> _Directions_: Copy the records below from the start through the line that contains "[985,230,1345,635]", requests included, and multiply every bounding box coordinate by 1.15, rounding to whole numbers with halves going up.

[Dataset rows]
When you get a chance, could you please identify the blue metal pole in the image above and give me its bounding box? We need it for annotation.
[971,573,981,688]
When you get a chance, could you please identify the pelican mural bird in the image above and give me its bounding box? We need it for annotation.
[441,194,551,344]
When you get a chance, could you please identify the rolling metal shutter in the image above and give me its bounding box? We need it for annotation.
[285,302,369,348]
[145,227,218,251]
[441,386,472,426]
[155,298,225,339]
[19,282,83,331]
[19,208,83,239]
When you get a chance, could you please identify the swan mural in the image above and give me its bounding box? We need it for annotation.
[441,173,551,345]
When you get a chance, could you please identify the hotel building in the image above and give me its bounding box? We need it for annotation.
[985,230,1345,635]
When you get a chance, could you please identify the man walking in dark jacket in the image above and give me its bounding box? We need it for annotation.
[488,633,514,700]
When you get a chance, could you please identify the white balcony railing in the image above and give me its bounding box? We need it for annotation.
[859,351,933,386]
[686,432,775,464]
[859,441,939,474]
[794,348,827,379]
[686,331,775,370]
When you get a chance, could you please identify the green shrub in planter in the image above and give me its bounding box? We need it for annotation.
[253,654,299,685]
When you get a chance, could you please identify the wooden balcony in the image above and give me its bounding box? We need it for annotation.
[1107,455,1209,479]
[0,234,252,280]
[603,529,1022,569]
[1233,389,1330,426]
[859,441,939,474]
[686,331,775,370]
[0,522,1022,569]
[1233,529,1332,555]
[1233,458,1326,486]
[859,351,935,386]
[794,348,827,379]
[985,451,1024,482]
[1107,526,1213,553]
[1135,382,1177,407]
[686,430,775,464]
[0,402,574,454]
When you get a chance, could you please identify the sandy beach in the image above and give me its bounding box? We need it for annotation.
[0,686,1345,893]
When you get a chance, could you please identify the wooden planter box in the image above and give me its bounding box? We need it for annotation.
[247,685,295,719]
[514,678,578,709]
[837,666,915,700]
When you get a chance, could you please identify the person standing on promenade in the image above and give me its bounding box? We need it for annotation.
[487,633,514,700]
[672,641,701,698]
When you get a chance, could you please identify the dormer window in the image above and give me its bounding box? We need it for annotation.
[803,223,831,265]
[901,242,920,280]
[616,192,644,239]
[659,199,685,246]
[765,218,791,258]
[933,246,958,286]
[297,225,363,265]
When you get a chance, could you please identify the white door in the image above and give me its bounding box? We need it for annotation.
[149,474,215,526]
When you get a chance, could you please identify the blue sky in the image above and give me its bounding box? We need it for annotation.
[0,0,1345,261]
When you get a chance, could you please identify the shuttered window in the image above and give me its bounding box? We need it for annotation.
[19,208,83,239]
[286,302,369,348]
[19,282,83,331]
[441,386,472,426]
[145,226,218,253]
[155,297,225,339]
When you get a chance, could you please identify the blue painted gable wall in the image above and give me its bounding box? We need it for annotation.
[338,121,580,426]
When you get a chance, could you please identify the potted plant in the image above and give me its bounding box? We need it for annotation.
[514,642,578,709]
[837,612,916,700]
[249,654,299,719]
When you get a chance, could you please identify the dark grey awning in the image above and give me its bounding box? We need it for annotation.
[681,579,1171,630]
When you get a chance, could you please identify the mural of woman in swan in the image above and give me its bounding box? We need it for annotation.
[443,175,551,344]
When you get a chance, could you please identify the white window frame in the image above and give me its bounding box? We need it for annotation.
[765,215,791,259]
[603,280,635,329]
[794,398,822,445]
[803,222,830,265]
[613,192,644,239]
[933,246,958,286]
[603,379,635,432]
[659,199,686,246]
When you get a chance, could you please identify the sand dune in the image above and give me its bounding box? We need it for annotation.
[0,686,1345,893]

> _Exercise solution_:
When you get a chance, could you please identify the blue metal pole in the image above and give me its bounding box? We need it for annotation.
[1117,659,1128,791]
When you get a chance, could you please identify the pelican mural bird in the image above and give me its bounding box? We need it for annotation.
[507,223,634,396]
When you get a chance, could you please identify the rolling metal shutter in the image above and give me its bounding box? We need it for annotation.
[328,347,424,400]
[167,261,251,289]
[507,444,543,490]
[178,343,259,390]
[22,324,95,381]
[22,239,95,275]
When you get a chance, could you please identify the swan mural in the image above and give me its bounding box? We need it for annotation.
[507,199,634,397]
When you get a chance, could you please identify the hotel building in the image above and give me its bounding box? We need it for annotation.
[1133,265,1547,730]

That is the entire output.